Transcribe each record below word for word.

** begin **

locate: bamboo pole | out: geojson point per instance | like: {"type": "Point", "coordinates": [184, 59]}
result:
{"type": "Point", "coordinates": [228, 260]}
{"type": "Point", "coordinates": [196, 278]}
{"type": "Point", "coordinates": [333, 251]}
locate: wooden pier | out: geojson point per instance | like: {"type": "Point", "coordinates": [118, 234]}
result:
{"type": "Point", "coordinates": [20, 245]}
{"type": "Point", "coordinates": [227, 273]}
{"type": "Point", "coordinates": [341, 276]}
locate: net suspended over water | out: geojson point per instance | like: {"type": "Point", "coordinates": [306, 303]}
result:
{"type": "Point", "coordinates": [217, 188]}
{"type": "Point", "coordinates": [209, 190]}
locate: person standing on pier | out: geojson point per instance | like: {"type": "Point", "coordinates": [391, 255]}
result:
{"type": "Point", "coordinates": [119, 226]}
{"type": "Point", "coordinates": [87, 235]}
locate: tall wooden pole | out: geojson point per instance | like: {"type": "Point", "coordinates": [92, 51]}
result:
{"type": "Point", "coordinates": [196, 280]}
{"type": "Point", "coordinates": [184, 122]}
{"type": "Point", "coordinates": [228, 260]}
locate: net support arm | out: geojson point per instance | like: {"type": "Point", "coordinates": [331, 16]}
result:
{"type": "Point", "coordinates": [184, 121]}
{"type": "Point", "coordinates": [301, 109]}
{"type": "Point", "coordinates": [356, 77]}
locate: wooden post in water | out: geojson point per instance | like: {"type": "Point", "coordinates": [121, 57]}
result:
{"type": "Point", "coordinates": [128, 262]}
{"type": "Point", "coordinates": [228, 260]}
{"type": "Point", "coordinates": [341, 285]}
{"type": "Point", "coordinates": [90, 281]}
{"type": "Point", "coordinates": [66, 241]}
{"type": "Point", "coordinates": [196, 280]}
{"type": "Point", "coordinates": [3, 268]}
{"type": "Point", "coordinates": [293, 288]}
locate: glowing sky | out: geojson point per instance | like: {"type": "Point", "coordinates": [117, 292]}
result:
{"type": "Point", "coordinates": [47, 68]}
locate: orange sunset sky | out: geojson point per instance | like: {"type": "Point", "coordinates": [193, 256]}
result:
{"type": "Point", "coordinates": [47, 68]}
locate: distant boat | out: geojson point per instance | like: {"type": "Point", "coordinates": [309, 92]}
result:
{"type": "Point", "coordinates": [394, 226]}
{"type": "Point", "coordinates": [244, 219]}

** end **

_Complete output_
locate: bamboo pole | out: geojson point per instance | like: {"type": "Point", "coordinates": [184, 59]}
result:
{"type": "Point", "coordinates": [228, 260]}
{"type": "Point", "coordinates": [196, 278]}
{"type": "Point", "coordinates": [333, 251]}
locate: wooden pier | out: geojson point per instance | like: {"type": "Point", "coordinates": [118, 234]}
result:
{"type": "Point", "coordinates": [20, 245]}
{"type": "Point", "coordinates": [227, 273]}
{"type": "Point", "coordinates": [341, 276]}
locate: net suspended over water | out: geojson point per instance | like: {"type": "Point", "coordinates": [306, 303]}
result:
{"type": "Point", "coordinates": [217, 188]}
{"type": "Point", "coordinates": [209, 190]}
locate: person standing on pier | out: geojson point per instance | like: {"type": "Point", "coordinates": [391, 255]}
result:
{"type": "Point", "coordinates": [119, 226]}
{"type": "Point", "coordinates": [87, 235]}
locate: tall wooden pole | out: geojson point per instance | like: {"type": "Point", "coordinates": [92, 51]}
result:
{"type": "Point", "coordinates": [196, 280]}
{"type": "Point", "coordinates": [184, 122]}
{"type": "Point", "coordinates": [228, 260]}
locate: net support arm | out: geojson point per instance | like: {"type": "Point", "coordinates": [331, 16]}
result:
{"type": "Point", "coordinates": [184, 121]}
{"type": "Point", "coordinates": [301, 109]}
{"type": "Point", "coordinates": [356, 77]}
locate: wooden post in water | out: geojson point per instance | like: {"type": "Point", "coordinates": [121, 57]}
result:
{"type": "Point", "coordinates": [128, 262]}
{"type": "Point", "coordinates": [228, 260]}
{"type": "Point", "coordinates": [341, 285]}
{"type": "Point", "coordinates": [90, 281]}
{"type": "Point", "coordinates": [66, 241]}
{"type": "Point", "coordinates": [196, 280]}
{"type": "Point", "coordinates": [3, 268]}
{"type": "Point", "coordinates": [293, 288]}
locate: glowing sky | out: geojson point per instance | like: {"type": "Point", "coordinates": [117, 292]}
result:
{"type": "Point", "coordinates": [47, 68]}
locate: orange sunset sky | out: geojson point per instance | like: {"type": "Point", "coordinates": [193, 256]}
result:
{"type": "Point", "coordinates": [47, 68]}
locate: distant boat | out: geojson point per instance | like: {"type": "Point", "coordinates": [309, 92]}
result:
{"type": "Point", "coordinates": [394, 226]}
{"type": "Point", "coordinates": [244, 219]}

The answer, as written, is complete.